**How to complete this task:** Provide only the number of lines in the listing that contain the string "standing".

= Beginning of Section =

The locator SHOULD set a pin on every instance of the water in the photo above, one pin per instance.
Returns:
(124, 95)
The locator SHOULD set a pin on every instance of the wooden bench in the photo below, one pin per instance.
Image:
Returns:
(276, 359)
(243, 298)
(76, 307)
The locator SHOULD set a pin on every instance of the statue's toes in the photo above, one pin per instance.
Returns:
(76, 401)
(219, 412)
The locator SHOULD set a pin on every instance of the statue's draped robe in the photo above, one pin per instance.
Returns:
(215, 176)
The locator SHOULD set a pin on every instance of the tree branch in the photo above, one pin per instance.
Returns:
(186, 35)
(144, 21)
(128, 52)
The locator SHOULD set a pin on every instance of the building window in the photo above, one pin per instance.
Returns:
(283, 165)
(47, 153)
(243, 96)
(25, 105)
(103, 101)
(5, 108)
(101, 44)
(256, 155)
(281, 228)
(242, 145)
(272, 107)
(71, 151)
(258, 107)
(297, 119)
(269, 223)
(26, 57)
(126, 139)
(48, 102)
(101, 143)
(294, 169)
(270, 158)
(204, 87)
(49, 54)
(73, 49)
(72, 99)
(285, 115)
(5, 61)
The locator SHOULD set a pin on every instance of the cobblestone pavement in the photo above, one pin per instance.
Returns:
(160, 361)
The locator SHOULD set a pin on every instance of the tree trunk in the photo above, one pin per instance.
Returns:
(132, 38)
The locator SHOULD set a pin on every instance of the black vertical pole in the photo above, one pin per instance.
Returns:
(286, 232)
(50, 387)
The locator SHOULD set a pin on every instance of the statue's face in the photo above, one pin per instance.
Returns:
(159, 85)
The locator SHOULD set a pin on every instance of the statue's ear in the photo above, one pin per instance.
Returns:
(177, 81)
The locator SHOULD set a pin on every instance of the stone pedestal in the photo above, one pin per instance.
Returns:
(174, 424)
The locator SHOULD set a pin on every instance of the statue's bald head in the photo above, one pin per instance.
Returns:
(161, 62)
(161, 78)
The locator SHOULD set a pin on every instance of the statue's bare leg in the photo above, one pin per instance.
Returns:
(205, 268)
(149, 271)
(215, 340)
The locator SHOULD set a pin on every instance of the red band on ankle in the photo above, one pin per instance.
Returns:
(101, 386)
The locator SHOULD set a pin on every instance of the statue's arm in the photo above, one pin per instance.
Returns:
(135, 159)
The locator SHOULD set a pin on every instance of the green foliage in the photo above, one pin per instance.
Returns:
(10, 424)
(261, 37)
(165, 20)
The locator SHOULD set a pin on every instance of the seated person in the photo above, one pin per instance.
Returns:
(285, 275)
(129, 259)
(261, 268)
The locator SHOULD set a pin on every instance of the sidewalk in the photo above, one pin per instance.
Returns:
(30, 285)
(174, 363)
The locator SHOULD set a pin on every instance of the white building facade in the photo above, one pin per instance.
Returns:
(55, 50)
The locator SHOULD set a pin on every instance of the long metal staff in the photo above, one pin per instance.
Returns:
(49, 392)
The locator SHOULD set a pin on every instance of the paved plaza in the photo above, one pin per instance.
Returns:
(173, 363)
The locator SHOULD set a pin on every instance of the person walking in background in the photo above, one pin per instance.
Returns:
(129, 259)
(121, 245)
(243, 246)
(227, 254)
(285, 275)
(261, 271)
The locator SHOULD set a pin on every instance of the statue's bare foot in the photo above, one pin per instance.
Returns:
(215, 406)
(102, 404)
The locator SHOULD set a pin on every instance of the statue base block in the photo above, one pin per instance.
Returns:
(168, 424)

= End of Section =
= Beginning of Section =

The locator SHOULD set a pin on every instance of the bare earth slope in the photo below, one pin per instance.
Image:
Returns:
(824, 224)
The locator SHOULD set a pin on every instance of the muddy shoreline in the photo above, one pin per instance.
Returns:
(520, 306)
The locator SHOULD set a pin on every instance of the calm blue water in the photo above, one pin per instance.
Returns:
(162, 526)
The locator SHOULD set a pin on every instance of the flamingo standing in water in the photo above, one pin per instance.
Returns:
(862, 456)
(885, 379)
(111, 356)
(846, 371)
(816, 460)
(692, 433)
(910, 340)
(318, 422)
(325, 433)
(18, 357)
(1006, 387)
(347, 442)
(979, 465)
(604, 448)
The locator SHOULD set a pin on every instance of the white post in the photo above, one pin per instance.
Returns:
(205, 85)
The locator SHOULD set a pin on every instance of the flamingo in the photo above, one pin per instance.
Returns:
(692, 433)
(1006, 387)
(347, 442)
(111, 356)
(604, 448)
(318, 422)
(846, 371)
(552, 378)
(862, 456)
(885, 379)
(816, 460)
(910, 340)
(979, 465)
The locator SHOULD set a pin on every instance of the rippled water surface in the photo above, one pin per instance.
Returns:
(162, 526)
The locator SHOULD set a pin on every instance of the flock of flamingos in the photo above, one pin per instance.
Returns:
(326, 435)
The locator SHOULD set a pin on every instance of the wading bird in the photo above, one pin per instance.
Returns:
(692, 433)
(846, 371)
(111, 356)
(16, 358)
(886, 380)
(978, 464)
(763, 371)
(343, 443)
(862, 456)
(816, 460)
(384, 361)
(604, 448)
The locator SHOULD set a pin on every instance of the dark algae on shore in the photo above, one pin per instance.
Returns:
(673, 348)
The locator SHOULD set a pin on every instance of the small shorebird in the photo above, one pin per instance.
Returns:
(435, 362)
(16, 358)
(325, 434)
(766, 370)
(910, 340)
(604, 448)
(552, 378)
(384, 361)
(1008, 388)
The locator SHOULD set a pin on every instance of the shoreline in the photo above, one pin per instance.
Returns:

= End of Section =
= Beginning of Section =

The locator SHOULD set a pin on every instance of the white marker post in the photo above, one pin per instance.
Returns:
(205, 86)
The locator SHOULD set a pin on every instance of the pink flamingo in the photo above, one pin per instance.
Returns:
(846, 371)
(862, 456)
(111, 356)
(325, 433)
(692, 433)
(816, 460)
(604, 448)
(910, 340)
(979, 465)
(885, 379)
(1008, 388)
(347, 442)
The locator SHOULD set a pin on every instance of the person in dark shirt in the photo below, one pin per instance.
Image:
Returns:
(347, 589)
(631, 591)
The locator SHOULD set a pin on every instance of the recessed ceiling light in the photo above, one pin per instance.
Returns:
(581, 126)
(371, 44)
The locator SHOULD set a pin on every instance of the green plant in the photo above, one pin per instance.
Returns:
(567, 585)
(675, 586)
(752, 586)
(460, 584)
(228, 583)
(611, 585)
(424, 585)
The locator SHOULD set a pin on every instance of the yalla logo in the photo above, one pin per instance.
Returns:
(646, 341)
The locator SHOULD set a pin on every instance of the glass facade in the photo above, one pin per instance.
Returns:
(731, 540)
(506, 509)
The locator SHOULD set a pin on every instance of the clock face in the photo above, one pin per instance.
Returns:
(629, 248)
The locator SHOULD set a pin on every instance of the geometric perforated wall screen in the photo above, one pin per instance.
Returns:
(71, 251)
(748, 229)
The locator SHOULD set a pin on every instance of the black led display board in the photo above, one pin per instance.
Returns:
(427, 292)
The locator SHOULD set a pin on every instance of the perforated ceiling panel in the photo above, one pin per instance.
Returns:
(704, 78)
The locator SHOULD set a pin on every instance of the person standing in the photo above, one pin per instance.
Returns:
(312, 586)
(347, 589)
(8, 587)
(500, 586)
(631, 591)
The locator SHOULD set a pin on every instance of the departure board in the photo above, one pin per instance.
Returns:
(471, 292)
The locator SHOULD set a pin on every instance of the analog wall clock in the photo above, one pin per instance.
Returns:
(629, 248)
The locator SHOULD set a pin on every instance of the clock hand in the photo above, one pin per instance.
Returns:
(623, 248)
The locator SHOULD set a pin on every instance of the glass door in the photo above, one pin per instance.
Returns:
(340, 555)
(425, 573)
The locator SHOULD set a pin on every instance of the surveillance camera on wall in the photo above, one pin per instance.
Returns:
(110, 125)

= End of Section =

**Solution to this exercise:** 2